§ Written exercise: Only the lines from the one containing "on the turnout" to the end of the entries should be written out, each exactly as it stands, both ends included.

Entries from a point annotation set:
————
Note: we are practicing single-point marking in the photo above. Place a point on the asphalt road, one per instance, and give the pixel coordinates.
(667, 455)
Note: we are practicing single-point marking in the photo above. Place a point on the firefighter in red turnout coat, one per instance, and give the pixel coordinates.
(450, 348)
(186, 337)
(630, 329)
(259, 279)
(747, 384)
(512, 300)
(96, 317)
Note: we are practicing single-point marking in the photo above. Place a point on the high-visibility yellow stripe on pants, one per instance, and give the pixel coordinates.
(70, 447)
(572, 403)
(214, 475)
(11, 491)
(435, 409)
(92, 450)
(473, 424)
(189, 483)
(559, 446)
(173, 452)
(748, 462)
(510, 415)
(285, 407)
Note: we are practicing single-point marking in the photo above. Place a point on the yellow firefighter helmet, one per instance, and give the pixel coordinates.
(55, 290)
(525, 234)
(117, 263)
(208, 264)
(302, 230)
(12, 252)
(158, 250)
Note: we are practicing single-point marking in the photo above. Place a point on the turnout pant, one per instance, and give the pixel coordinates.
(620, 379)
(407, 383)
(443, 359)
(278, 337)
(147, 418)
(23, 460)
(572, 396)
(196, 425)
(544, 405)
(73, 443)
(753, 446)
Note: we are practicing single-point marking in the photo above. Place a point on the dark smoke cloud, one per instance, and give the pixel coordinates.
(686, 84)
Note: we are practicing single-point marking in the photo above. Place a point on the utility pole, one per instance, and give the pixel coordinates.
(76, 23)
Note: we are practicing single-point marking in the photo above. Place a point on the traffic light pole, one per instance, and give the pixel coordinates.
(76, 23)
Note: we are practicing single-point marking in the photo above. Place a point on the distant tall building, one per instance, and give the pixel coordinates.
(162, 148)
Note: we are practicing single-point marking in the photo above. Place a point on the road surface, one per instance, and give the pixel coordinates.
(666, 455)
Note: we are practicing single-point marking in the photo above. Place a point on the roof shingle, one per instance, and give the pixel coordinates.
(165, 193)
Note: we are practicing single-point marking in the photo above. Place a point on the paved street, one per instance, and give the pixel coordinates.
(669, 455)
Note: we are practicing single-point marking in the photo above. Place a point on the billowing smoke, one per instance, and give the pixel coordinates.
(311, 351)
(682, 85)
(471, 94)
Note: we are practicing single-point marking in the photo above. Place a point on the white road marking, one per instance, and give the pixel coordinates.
————
§ Written response:
Note: we are practicing single-point marking in the photo above. Place a point on the turnout pant, one per instance, and give the pixel coordinates.
(620, 379)
(407, 383)
(443, 359)
(278, 337)
(147, 418)
(23, 460)
(572, 396)
(196, 425)
(544, 405)
(73, 443)
(753, 446)
Note: we are practicing single-point marking in the photo above. Place a point on the dark smoke cloud, one per instance, and give the pixel coordinates.
(686, 84)
Note: we are practicing single-point marking in the photo above. Place a point on the utility pole, one per instance, and give the pixel coordinates.
(76, 23)
Note: we are practicing single-point marking in the photo above. Place a point on the traffic light pole, one per instance, and give the pixel coordinates.
(76, 23)
Note: we are practicing single-point marking in the photo above. Place a point on the distant tall building, one per instance, and give the pixel coordinates.
(162, 148)
Note: we are practicing single-point marking in the photo above. Place a point on the road surface, one per instance, and give the pixel coordinates.
(666, 455)
Note: we are practicing single-point marking in the photo above. Place a point on the roof shingle, one per instance, and give the pixel coordinates.
(165, 193)
Note: we are practicing single-point marking in the photo above. Place a point on the paved street, one per instance, and give the pixel coordinates.
(669, 455)
Note: we are practicing single-point marking in the photo above. Place a point on the billowing smoke, one per instance, and give the pixel coordinates.
(311, 351)
(682, 85)
(471, 94)
Note: we are practicing single-point marking in the photo above. Place a point on the white road marking, one per instance, and give the pixel coordinates.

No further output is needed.